TEXT SEGMENT –
....

# 32GB SD card detected in PC but not in mobile



## anvesh (Oct 25, 2015)

I purchased new Strontium 32 GB Class 10 SD card. Formatted in FAT32 thorugh Windows7 and used it in mobile (YU Yureka)
After 3-4 days mobile stopped detecting the card. I tried from many file viewer but mobile didn't detect the card.
Then on PC it was getting detected as normal and I was able to view all files and also able to do operations like copy and paste. But when I tried to see properties of card it dismounts and shows 0 bytes used and free space and card. Then if I again re plug the card reader, Pc again detects the card normally. Problem occurs only when I want to see the properties. I checked the card through cmd/chkdsk it shows OK. Pc shows file system as FAT32 still.What can I do?


----------



## Vyom (Oct 25, 2015)

You are gonna have to do more tests.
Try to use another card reader, another USB port (maybe ports at the back of cabinet), try another phone etc...

....

GIVEN DATA –

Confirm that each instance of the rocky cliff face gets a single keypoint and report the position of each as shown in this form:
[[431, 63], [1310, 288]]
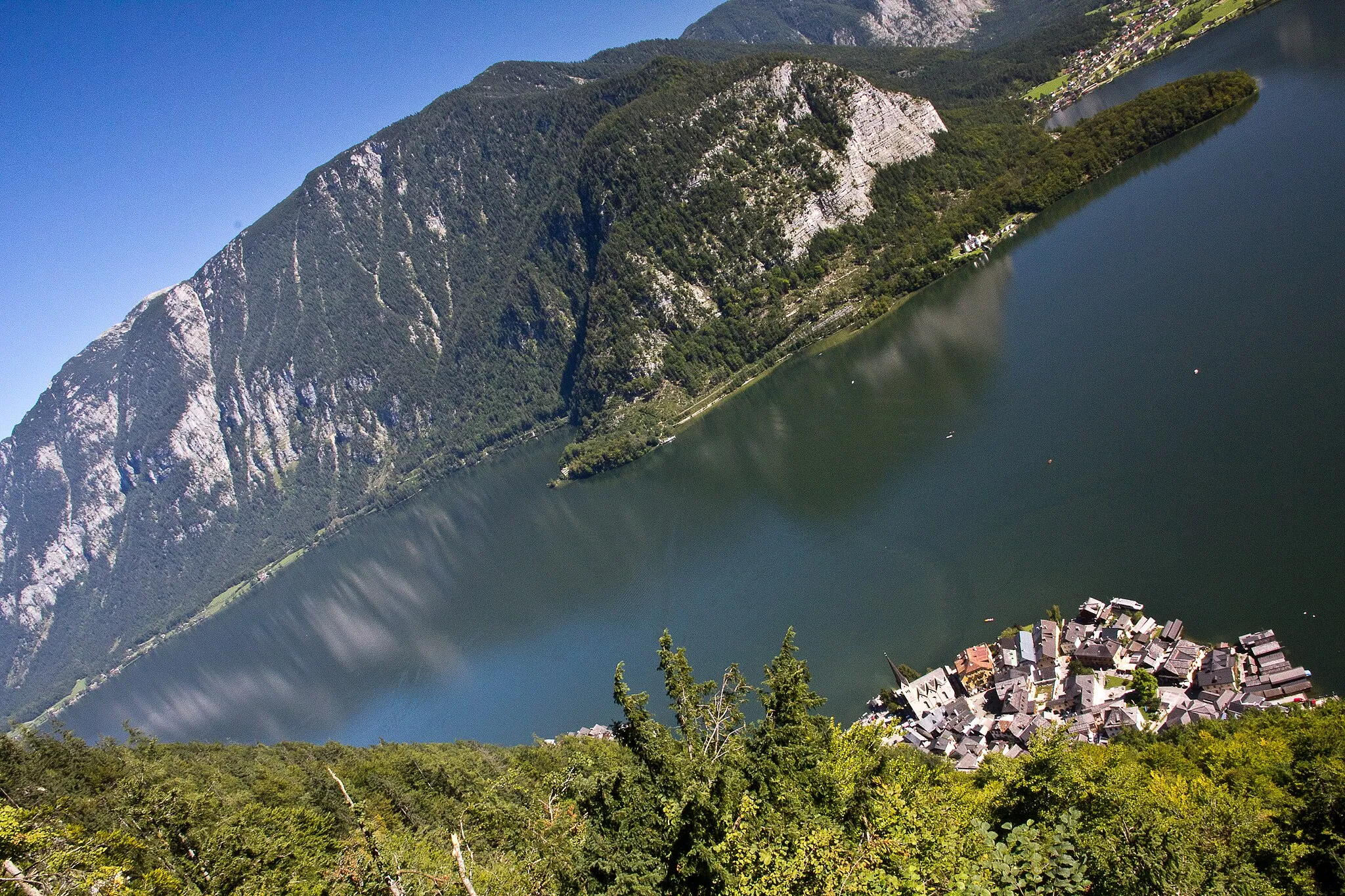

....

STATED PROBLEM A –
In the SD card thread, what happens on the PC when the card's properties are opened?
STATED PROBLEM B –
Write the next part of the SD card thread, starting after its last sentence.
The listing isn't needed for anything here.

WRITTEN REPLY A –
The card dismounts and shows 0 bytes used and free space.

WRITTEN REPLY B –
Even try to use it on a linux distro...


----------



## DK_WD (Nov 10, 2015)

Hi [MENTION=13073]anvesh[/MENTION],

I agree with vyom. Based on your post, it may be a hardware issue. I’d like to check with you, did you try to format your card? To confirm the possible reason, please run manufacturer utility software in your system to test the card condition.

If the result is bad or the card is not detectable, so I’d suggest you to proceed for an replacement.

Hope it helps.


----------



## jollym124 (Nov 17, 2015)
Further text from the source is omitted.